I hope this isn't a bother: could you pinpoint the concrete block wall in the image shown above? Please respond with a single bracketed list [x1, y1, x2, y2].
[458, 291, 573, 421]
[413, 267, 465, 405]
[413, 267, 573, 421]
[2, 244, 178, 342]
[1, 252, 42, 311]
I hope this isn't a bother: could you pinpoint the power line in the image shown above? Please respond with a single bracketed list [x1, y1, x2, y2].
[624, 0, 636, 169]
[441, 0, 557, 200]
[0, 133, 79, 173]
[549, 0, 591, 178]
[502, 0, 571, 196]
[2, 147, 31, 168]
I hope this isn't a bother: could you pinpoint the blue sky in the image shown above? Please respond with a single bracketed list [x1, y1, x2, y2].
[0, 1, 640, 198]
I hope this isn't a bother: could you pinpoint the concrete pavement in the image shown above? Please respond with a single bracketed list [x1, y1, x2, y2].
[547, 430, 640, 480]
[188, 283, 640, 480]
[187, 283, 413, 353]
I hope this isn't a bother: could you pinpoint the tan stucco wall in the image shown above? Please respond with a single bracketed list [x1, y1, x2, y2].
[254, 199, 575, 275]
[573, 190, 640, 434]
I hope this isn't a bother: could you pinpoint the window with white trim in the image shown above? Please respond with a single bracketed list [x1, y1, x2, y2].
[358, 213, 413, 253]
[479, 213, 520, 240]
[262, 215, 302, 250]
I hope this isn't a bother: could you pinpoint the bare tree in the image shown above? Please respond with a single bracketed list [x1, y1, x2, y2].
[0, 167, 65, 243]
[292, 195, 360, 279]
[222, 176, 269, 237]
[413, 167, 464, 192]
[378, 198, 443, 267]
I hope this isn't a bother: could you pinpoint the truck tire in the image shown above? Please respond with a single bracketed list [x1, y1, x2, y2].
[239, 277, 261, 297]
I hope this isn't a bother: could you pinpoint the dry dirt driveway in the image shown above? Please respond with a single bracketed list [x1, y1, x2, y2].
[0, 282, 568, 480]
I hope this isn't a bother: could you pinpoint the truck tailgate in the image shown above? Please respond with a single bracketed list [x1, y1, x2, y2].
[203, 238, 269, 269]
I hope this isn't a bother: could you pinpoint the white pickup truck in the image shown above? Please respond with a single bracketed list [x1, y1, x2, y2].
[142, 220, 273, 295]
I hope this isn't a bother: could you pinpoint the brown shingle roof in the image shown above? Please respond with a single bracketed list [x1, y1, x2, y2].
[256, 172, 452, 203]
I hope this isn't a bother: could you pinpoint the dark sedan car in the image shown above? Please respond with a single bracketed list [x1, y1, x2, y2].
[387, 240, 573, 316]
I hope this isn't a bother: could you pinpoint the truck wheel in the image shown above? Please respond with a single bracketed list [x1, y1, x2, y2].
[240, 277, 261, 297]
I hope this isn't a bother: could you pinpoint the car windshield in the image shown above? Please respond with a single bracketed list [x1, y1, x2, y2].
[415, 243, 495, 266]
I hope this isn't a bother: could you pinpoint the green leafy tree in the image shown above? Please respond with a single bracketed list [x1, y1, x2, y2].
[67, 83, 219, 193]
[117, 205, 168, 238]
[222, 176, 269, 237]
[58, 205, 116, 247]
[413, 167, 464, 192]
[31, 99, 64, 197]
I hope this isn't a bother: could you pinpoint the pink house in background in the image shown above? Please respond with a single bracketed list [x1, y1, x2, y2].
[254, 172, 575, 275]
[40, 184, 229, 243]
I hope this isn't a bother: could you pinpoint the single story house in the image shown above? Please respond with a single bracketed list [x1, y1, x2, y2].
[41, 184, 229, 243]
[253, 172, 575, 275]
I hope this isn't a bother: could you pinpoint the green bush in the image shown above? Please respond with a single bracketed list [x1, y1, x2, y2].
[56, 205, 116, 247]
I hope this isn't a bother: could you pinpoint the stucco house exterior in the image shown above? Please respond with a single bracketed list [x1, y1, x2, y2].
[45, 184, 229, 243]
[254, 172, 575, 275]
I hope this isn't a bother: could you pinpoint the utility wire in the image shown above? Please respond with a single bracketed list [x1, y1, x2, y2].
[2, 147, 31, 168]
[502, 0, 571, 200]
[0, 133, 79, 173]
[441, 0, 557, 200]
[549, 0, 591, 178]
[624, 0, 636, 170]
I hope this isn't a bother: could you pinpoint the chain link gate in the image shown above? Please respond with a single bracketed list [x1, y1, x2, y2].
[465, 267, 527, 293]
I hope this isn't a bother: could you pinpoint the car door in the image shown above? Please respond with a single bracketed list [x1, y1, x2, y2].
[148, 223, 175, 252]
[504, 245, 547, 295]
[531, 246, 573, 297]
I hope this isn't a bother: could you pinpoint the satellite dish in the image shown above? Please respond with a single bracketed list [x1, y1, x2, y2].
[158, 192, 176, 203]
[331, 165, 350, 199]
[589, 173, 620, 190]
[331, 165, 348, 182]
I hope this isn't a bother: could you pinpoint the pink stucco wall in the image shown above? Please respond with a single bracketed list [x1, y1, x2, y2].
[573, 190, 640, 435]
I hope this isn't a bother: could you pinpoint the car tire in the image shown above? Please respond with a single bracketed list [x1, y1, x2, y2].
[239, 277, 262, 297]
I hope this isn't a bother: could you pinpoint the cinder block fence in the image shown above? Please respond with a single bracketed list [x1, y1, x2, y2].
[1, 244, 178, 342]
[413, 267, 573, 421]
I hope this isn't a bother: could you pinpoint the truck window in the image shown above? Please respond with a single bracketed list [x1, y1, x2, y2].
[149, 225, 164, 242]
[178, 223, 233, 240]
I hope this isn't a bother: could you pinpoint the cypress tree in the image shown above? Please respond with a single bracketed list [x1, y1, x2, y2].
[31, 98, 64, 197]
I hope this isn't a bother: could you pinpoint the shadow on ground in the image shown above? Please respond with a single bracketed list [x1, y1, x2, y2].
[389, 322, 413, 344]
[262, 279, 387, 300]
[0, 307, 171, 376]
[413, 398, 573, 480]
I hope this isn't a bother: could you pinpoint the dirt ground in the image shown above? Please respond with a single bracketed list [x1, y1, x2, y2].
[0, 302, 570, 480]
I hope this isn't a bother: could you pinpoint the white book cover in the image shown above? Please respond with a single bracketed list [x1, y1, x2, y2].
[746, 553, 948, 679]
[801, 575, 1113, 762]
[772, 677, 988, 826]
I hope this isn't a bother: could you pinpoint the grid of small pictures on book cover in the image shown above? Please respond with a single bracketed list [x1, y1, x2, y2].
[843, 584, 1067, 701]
┄┄┄┄┄┄┄┄┄┄┄┄┄┄┄┄┄┄┄┄
◆ **Set task**:
Convert all of the items above into a two-column CSV with the header "text" and "answer", one row per item. Wrap each field in double quotes and replace any line breaks inside a field with spaces.

◆ **Reply**:
text,answer
"I hope this isn't a bother: could you pinpoint the concrete block wall in the image shown above? Please respond with a single bracketed list [x1, y1, x2, y2].","[458, 291, 573, 421] [413, 267, 465, 405] [413, 267, 573, 421] [2, 244, 178, 342] [1, 252, 42, 311]"
"I hope this isn't a bother: could you pinpoint the power line in the image shown above? Please respond with a single bracketed list [x1, y1, x2, y2].","[624, 0, 636, 169] [441, 0, 557, 200] [0, 133, 79, 173] [549, 0, 591, 178] [502, 0, 571, 196] [2, 147, 31, 168]"
"I hope this isn't a bother: could you pinpoint the blue sky in the image shown above? Please respond with a single bracketed list [x1, y1, x2, y2].","[0, 1, 640, 198]"
"I hope this isn't a bother: could you pinpoint the concrete pavement in the image shown above? Please respond with a single bracketed list [x1, y1, x2, y2].","[547, 430, 640, 480] [188, 283, 640, 480] [187, 283, 413, 353]"
"I hope this isn't a bother: could you pinpoint the tan stucco wall in the image shown above? Please respond with a single bracketed list [x1, y1, x2, y2].","[254, 199, 575, 275] [573, 190, 640, 434]"
"I hope this isn't a bother: could you pinpoint the window with white trim in the image shown above? Please respond with a single bracketed list [x1, y1, x2, y2].","[358, 213, 413, 253] [479, 213, 520, 240] [262, 215, 302, 250]"
"I hope this isn't a bother: could you pinpoint the bare tree in the image shown above? Please respond with a single bracketed list [x1, y1, x2, y2].","[0, 167, 65, 243] [292, 195, 360, 279] [222, 176, 269, 237] [413, 167, 464, 192] [378, 198, 443, 267]"
"I hope this isn't a bother: could you pinpoint the truck tire in the image shown above? Please respond with a single bracketed list [x1, y1, x2, y2].","[239, 277, 261, 297]"
"I hope this isn't a bother: could you pinpoint the dry dirt driveway in the image shown above? Please respond with a single bracketed list [x1, y1, x2, y2].","[0, 282, 568, 480]"
"I hope this isn't a bother: could you pinpoint the truck tailgate in the image shown above? Please respond with a single bracketed list [x1, y1, x2, y2].","[203, 238, 269, 269]"
"I hope this isn't a bother: could you pinpoint the white pickup truck in the image shown above? Please respond with a single bracketed list [x1, y1, x2, y2].","[142, 220, 273, 295]"
"I hope this isn't a bother: could you pinpoint the brown shingle roof in the image shown above? Please respond with a single bracketed list [x1, y1, x2, y2].","[256, 172, 452, 203]"
"I hope this isn't a bother: could you pinpoint the dark sedan car in the image shown above? Please respond with a single bracketed list [x1, y1, x2, y2].","[387, 240, 573, 316]"
"I hope this isn't a bother: could you pinpoint the truck wheel in the image shown above? Please respond with a single bracketed list [x1, y1, x2, y2].","[240, 277, 261, 297]"
"I hope this isn't a bother: could you pinpoint the car windshield in the image shown above? Please respond with a single bracketed list [x1, y1, x2, y2].","[415, 243, 495, 266]"
"I hope this isn't a bother: could you pinpoint the green leafy tree in the image shown above? Please respond with a single bracketed list [x1, y1, x2, y2].","[67, 83, 219, 193] [117, 205, 168, 238] [222, 176, 269, 237] [58, 205, 116, 247] [413, 167, 464, 192] [31, 99, 64, 197]"
"I hope this isn't a bother: could you pinpoint the pink house in background in the image shown above? Please respond with a single bracketed list [x1, y1, x2, y2].","[254, 172, 575, 275] [40, 184, 229, 243]"
"I hope this isn't a bother: could you pinpoint the single story house in the image shown above? Please respond with a single bracketed list [x1, y1, x2, y2].","[41, 184, 229, 243] [253, 172, 575, 275]"
"I hope this isn't a bother: could you pinpoint the green bush in the image shown above? Please respond with a single bracketed list [x1, y1, x2, y2].","[56, 205, 116, 247]"
"I hope this isn't a bother: could you pinpoint the stucco house exterior in the image shown above? Please respond with a single bracketed list [x1, y1, x2, y2].","[45, 184, 229, 243] [254, 172, 575, 275]"
"I hope this isn't a bother: could you pinpoint the utility wire in the image shown above? Please respond with a single bracketed list [x1, y1, x2, y2].","[2, 147, 31, 168] [502, 0, 571, 200] [0, 133, 79, 173] [441, 0, 557, 200] [549, 0, 591, 178] [624, 0, 636, 170]"
"I hope this isn't a bother: could you pinpoint the chain link gate in the image shown above? Please respond with a single bracketed list [x1, y1, x2, y2].","[465, 267, 527, 293]"
"I hope this isn't a bother: could you pinpoint the car door in the image shown above? Please respond with a single bracketed list [x1, y1, x2, y2].","[148, 223, 175, 252] [504, 245, 547, 295] [531, 246, 573, 297]"
"I hope this isn't a bother: could you pinpoint the satellite dish in the image shown above? Please respond with a single bracketed list [x1, y1, x2, y2].","[158, 192, 176, 203] [331, 165, 350, 199] [589, 173, 620, 190] [331, 165, 348, 182]"
"I hope this isn't a bother: could you pinpoint the pink stucco wall in the image shown above? Please respond with a single bracketed list [x1, y1, x2, y2].","[573, 190, 640, 435]"
"I hope this isn't a bother: could you pinpoint the car tire in the image shown above? Please respond with a single bracketed list [x1, y1, x2, y2].","[239, 277, 262, 297]"
"I hope this isn't a bother: could you pinpoint the cinder block fence in the image shown above? Please respond with a single bracketed list [x1, y1, x2, y2].","[1, 244, 178, 342] [413, 267, 573, 421]"
"I hope this isn't a bother: could you pinpoint the truck window in the image shown above? Please respond with a single bracketed list [x1, y1, x2, y2].","[149, 225, 164, 242] [178, 223, 233, 240]"
"I hope this isn't a bother: could you pinpoint the cypress tree in the image shown above? Please respond with a single bracketed list [x1, y1, x2, y2].","[31, 98, 64, 197]"
"I hope this isn't a bother: could you pinpoint the shadow on ground in the image shown above? Please respond with a single bracketed list [x1, y1, x2, y2].","[389, 322, 413, 344] [262, 279, 387, 300] [0, 307, 171, 376] [413, 398, 573, 480]"
"I hope this isn't a bother: could you pinpoint the dirt ground in the image shown above? Please respond with a single bracketed list [x1, y1, x2, y2].","[0, 302, 570, 480]"
"I hope this isn't a bother: could you pinpoint the white book cover in the image shown above? Please respond with a single bracketed list [x1, y1, x2, y2].","[746, 553, 948, 679] [801, 575, 1113, 762] [772, 677, 988, 826]"
"I hope this isn't a bother: could you pinpoint the grid of small pictures on book cover in the image shown above? Please respond with a single bracketed list [x1, y1, x2, y2].","[843, 584, 1067, 701]"